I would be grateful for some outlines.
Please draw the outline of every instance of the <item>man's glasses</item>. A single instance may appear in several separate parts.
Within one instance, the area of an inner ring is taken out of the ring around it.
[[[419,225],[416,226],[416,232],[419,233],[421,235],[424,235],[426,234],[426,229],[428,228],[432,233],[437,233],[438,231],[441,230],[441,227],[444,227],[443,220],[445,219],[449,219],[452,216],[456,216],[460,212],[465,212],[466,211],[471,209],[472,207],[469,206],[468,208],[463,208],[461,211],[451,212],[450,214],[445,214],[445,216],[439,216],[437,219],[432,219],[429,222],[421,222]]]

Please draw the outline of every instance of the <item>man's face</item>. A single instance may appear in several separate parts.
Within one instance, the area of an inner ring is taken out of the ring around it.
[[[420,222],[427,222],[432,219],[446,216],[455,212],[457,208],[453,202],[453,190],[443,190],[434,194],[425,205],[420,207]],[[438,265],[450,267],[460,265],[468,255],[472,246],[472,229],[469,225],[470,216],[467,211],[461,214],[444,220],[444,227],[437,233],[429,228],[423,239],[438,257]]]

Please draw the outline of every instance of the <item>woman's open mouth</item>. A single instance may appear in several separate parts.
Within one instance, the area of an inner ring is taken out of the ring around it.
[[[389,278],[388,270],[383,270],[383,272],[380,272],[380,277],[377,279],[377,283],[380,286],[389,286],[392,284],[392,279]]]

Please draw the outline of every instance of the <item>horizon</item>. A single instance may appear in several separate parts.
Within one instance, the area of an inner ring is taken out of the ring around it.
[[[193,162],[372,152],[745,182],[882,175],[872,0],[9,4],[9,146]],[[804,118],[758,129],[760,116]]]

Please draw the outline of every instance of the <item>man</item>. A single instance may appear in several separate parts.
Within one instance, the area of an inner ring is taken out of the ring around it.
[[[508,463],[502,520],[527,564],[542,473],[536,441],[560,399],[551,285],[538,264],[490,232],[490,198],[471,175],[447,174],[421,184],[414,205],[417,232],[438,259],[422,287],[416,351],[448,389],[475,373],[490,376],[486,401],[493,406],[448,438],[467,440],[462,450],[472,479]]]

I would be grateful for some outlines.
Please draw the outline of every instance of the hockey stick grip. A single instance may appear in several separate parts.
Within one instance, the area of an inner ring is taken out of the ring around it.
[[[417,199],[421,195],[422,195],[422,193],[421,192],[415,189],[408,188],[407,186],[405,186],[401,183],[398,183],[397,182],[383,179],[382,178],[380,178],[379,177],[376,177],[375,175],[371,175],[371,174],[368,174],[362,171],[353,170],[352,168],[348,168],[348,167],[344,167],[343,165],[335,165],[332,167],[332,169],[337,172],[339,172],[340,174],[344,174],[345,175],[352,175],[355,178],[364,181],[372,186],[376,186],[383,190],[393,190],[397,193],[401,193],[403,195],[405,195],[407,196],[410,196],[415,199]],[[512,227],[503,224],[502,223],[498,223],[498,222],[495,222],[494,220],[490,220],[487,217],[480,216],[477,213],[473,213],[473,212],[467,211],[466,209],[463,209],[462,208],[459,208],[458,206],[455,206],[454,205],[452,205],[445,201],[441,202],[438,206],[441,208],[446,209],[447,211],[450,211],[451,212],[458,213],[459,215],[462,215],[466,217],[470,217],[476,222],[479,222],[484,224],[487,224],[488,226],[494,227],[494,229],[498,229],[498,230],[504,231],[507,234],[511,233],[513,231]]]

====

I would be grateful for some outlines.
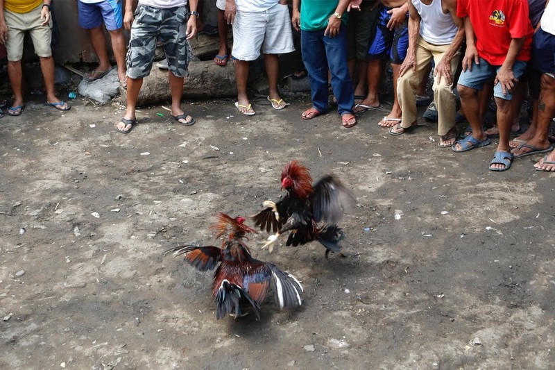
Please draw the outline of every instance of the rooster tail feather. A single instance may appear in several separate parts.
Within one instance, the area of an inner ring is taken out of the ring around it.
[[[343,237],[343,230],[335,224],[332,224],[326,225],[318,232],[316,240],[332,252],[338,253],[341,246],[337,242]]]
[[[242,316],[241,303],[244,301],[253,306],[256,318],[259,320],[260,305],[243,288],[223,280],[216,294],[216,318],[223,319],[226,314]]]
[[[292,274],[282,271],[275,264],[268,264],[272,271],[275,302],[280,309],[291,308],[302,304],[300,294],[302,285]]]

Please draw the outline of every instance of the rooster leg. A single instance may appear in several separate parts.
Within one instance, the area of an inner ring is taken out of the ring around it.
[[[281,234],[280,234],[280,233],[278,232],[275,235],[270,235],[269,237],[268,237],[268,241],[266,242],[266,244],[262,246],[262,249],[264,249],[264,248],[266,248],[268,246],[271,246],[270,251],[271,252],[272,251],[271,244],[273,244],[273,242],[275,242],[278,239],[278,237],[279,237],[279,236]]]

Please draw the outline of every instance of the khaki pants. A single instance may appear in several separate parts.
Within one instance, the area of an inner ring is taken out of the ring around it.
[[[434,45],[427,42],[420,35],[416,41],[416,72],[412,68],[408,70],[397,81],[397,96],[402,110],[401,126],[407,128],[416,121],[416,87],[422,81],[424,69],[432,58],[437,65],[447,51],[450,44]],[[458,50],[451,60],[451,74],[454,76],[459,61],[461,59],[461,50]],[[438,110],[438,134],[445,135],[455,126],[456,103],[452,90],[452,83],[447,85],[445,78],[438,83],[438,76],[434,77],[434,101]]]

====

• **Given exercise**: Show every line of the records that contains the word "rooster". Case counts.

• **Expected answer**:
Please draw the outline of every instance of the rooster tail feather. A single instance may appear in several separate parts.
Please draw the outline of every instance of the rooster leg. A single instance may appear in several separate parts.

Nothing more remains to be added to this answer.